Your instructions> Pull out every line of the material that contains the word "window".

Records provided>
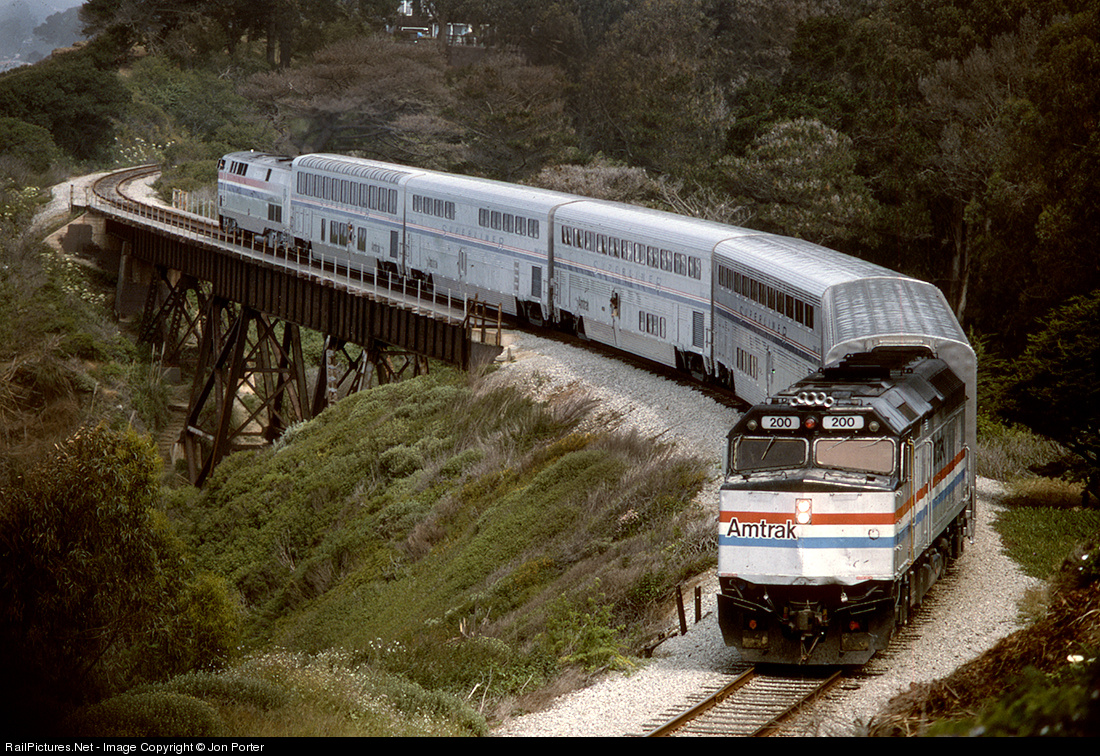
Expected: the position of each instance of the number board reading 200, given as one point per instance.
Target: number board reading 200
(780, 422)
(843, 422)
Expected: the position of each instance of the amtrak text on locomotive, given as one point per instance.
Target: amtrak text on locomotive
(761, 529)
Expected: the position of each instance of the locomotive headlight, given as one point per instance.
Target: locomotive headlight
(802, 511)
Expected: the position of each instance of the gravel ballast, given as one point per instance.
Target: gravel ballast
(967, 612)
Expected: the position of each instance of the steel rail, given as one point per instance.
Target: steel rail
(761, 703)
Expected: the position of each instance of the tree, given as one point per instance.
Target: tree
(23, 141)
(371, 96)
(514, 116)
(800, 178)
(1040, 214)
(95, 590)
(1056, 393)
(968, 105)
(69, 97)
(649, 96)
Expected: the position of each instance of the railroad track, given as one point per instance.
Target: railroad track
(750, 704)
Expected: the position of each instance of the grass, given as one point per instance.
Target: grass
(453, 534)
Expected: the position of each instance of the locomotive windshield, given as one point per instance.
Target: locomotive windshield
(859, 455)
(769, 453)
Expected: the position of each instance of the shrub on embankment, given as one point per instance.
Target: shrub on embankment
(463, 537)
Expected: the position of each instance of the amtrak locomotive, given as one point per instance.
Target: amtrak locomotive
(844, 500)
(754, 311)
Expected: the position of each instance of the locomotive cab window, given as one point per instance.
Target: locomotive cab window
(858, 455)
(751, 453)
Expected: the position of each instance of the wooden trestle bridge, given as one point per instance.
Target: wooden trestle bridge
(235, 307)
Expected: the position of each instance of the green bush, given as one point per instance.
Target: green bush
(149, 714)
(1062, 704)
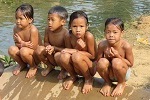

Task result>
Expected: the position of each instance of the locomotive cab window, given as one point per instance.
Target: locomotive cab window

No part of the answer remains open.